Coordinate annotation items

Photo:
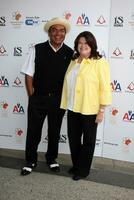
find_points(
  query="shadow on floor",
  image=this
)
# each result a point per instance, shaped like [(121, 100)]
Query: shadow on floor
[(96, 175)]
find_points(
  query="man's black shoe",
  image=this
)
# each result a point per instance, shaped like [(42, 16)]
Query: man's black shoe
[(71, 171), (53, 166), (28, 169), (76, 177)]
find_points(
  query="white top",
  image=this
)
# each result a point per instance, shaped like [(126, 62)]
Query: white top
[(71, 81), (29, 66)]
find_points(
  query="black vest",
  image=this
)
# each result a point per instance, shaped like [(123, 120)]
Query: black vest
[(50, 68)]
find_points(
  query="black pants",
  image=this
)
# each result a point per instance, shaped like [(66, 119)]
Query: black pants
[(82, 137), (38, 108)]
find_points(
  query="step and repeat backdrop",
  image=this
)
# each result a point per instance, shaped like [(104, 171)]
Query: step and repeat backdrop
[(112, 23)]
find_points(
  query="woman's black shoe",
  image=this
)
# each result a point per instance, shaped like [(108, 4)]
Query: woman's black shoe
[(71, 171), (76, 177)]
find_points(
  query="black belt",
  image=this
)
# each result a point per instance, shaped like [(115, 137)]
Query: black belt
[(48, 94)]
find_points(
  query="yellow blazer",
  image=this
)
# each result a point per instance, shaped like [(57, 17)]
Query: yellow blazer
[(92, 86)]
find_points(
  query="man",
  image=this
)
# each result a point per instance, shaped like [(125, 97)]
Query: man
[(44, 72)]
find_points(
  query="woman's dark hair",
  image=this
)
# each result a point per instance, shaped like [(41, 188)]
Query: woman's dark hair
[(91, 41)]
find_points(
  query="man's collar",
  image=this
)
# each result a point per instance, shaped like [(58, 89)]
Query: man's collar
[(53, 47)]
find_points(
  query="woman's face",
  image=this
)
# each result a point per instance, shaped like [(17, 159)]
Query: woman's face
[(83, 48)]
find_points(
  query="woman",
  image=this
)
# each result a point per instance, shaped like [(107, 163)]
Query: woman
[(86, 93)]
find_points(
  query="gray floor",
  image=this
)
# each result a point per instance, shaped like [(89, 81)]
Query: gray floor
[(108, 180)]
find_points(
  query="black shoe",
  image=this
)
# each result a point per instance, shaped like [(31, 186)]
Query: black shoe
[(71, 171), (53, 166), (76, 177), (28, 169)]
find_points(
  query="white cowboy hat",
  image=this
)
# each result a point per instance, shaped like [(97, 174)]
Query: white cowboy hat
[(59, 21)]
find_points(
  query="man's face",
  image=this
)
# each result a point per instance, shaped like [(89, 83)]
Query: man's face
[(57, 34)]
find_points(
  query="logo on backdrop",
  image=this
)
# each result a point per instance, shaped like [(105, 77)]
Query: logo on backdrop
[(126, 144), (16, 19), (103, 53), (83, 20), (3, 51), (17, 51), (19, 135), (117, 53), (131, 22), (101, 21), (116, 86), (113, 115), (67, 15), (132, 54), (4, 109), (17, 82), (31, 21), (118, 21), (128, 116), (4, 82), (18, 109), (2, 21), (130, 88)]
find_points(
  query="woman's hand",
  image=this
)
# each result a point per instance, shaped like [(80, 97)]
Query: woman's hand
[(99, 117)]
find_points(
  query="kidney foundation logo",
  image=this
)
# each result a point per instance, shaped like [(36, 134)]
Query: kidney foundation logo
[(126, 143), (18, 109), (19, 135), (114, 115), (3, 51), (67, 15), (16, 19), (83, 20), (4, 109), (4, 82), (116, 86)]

*Exercise aim*
Could you render every line of the items above as a JSON list of strings, one string per line, with blank lines skipped? Leave the pictures out of your answer.

*Response to this task*
[
  "Photo:",
  "find_points(",
  "  query=\"shadow on floor\",",
  "  image=this",
  ")",
  "# each result a point per instance, shaped like [(121, 100)]",
  "Query: shadow on floor",
  "[(96, 175)]",
  "find_points(",
  "  query=\"man's black shoe\",",
  "  image=this",
  ")",
  "# each result a point per instance, shaped like [(42, 16)]",
  "Query: man's black shoe",
  "[(71, 171), (53, 166), (28, 169), (76, 177)]",
  "find_points(",
  "  query=\"white top\",",
  "  image=this",
  ")",
  "# each result a point per instance, shaped like [(126, 62)]",
  "Query: white top",
  "[(71, 81), (29, 66)]",
  "find_points(",
  "  query=\"black vest\",",
  "  image=this",
  ")",
  "# each result a point per instance, shaped like [(123, 120)]",
  "Query: black vest",
  "[(50, 68)]",
  "find_points(",
  "  query=\"black pants\",",
  "  image=this",
  ")",
  "# each result a point per instance, shaped like [(66, 119)]",
  "Query: black pants",
  "[(82, 137), (38, 108)]",
  "find_points(",
  "  query=\"step and repeat backdrop\",",
  "  image=this",
  ")",
  "# each result a point per instance, shaped like [(104, 171)]",
  "Query: step and repeat backdrop",
  "[(112, 23)]",
  "find_points(",
  "  query=\"woman's black shoe\",",
  "  image=this",
  ")",
  "# each result a point per instance, shaped like [(108, 4)]",
  "Query: woman's black shoe",
  "[(71, 171), (76, 177)]",
  "find_points(",
  "  query=\"black belt\",",
  "  image=this",
  ")",
  "# each result a point per instance, shaped like [(115, 137)]",
  "Query: black belt",
  "[(48, 94)]",
  "find_points(",
  "  query=\"yellow blazer\",",
  "  image=this",
  ")",
  "# each result a point per instance, shaped like [(57, 17)]",
  "Query: yellow blazer",
  "[(92, 86)]",
  "find_points(",
  "  query=\"man\",",
  "  image=this",
  ")",
  "# each result a point per instance, shaped like [(125, 97)]",
  "Query: man",
  "[(44, 72)]",
  "find_points(",
  "  query=\"woman's dark hair\",",
  "  image=this",
  ")",
  "# each result a point per instance, shaped like [(41, 188)]",
  "Query: woman's dark hair",
  "[(91, 41)]",
  "find_points(",
  "  query=\"man's collar\",",
  "  image=this",
  ")",
  "# each result a point per instance, shaped like [(58, 89)]",
  "Query: man's collar",
  "[(53, 47)]",
  "find_points(",
  "  query=\"woman's face\",",
  "  image=this",
  ")",
  "# each result a point per instance, shaped like [(17, 159)]",
  "Query: woman's face",
  "[(83, 48)]",
  "find_points(",
  "  query=\"woman\",",
  "  image=this",
  ")",
  "# each result a point per instance, shaped like [(107, 163)]",
  "Query: woman",
  "[(86, 93)]",
  "find_points(",
  "  query=\"gray floor\",",
  "  image=this",
  ")",
  "# each result a point per instance, shaped like [(89, 81)]",
  "Query: gray floor",
  "[(108, 180)]",
  "find_points(",
  "  query=\"black shoe\",",
  "  image=this",
  ")",
  "# each result a point per instance, shaped like [(31, 186)]",
  "Query: black shoe",
  "[(71, 171), (53, 166), (76, 177), (28, 169)]",
  "find_points(",
  "  query=\"white cowboy hat\",",
  "  image=this",
  ")",
  "# each result a point per instance, shaped like [(97, 174)]",
  "Query: white cowboy hat",
  "[(59, 21)]",
  "find_points(",
  "  query=\"man's face\",",
  "  image=this",
  ")",
  "# each result a point per instance, shaped like [(89, 83)]",
  "Query: man's face",
  "[(57, 34)]",
  "find_points(",
  "  query=\"logo on backdrop\",",
  "  image=this",
  ")",
  "# each result a point per instance, shaped like [(105, 77)]",
  "Query: logo on backdrop",
  "[(126, 144), (16, 19), (103, 53), (83, 20), (3, 51), (17, 51), (19, 135), (117, 53), (131, 22), (101, 21), (116, 86), (113, 115), (67, 15), (132, 54), (4, 109), (17, 82), (31, 21), (118, 21), (128, 116), (4, 82), (18, 109), (2, 21), (130, 88)]",
  "find_points(",
  "  query=\"woman's hand\",",
  "  image=this",
  ")",
  "# each result a point per instance, shaped like [(80, 97)]",
  "Query: woman's hand",
  "[(99, 117)]",
  "find_points(",
  "  query=\"kidney foundation logo\",",
  "  image=this",
  ")",
  "# each result a point per instance, shaped like [(36, 134)]",
  "Query: kidney foundation logo",
  "[(126, 143), (18, 109), (19, 135), (114, 115), (3, 51), (67, 15), (16, 19), (83, 20), (4, 109), (4, 82), (116, 86)]"
]